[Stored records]
· · ·
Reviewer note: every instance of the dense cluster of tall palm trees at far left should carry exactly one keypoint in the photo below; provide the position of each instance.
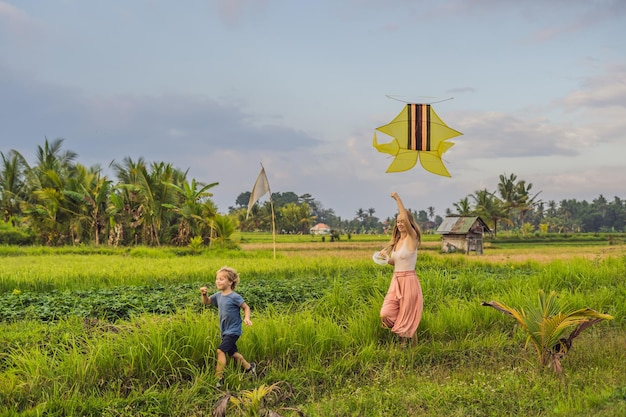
(57, 201)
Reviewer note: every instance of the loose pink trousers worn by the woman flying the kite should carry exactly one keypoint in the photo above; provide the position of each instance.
(403, 304)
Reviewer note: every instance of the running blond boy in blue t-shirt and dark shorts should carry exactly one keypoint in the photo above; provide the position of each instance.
(229, 303)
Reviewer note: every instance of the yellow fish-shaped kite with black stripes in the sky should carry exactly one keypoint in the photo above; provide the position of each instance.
(418, 133)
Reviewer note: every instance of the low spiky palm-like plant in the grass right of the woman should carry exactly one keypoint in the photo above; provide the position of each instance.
(546, 324)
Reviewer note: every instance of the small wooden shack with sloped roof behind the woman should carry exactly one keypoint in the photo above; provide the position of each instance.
(462, 234)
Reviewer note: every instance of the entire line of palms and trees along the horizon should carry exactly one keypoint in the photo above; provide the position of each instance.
(58, 201)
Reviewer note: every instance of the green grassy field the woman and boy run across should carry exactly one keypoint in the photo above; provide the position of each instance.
(103, 332)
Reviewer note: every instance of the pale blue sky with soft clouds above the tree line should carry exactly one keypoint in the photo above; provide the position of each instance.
(218, 87)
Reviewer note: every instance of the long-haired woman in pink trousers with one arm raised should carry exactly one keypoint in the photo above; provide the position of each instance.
(402, 308)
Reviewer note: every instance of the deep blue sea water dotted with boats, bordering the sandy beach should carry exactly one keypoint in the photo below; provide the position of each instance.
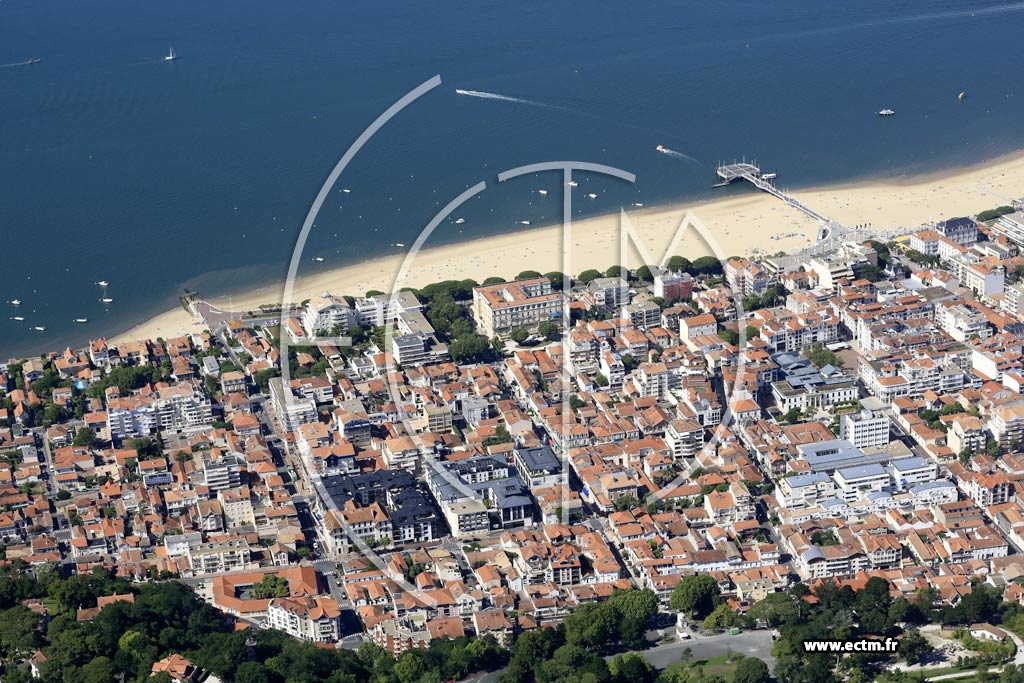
· · ·
Keep every word of the records exact as you write them out, but drop the pictures.

EXERCISE SOLUTION:
Reviewer note: every instance of the dense cluster of tall palm trees at far left should carry exactly one keypoint in the photo below; provide the position of each instance.
(57, 201)
Reviewer note: every instance of the loose pink trousers worn by the woman flying the kite should carry exactly one keypoint in the photo above; provide the position of each instance.
(403, 304)
Reviewer note: every instance of the running blond boy in blue t-shirt and dark shorts should carry exactly one keypoint in the photo above; provide the position of each instance.
(229, 303)
Reviewer note: every instance of the yellow fish-shaped kite with black stripes in the sky should carry exactly one keypoint in the photo above; provide the position of each instance.
(418, 133)
Reviewer note: every instance of the low spiky palm-like plant in the grass right of the woman should carry exactly one keypoint in the photo above; provide the position of each instance.
(546, 324)
Reviewer note: every instance of the small wooden shack with sloped roof behind the woman should carry exactly one keypoint in the photo above; provide the position of each instance.
(462, 234)
Reviewer note: every instance of the entire line of palms and trees along the horizon should carry exactly one keypoint in the photo above; provide the position of each instance.
(58, 201)
Reviewer note: every instance of the green grassy field the woman and boy run across should carry exactly one keypoint in the photo above; provide the position of each instance.
(103, 332)
Reviewer note: every instance of the pale blue sky with soft clouds above the tree line should carry exactly one keypoint in the photo above; provide the position of each instance.
(218, 87)
Reviewer note: every instance of the long-haired woman in pink trousers with one arm raised should carry exactly one keypoint in the photo above; provide the position of each instance.
(402, 308)
Reviewer note: every instance of the deep blue sea water dotted with boats, bordering the sandy beach should carry exactly one keypoint in the photo below; provide the position of each instance.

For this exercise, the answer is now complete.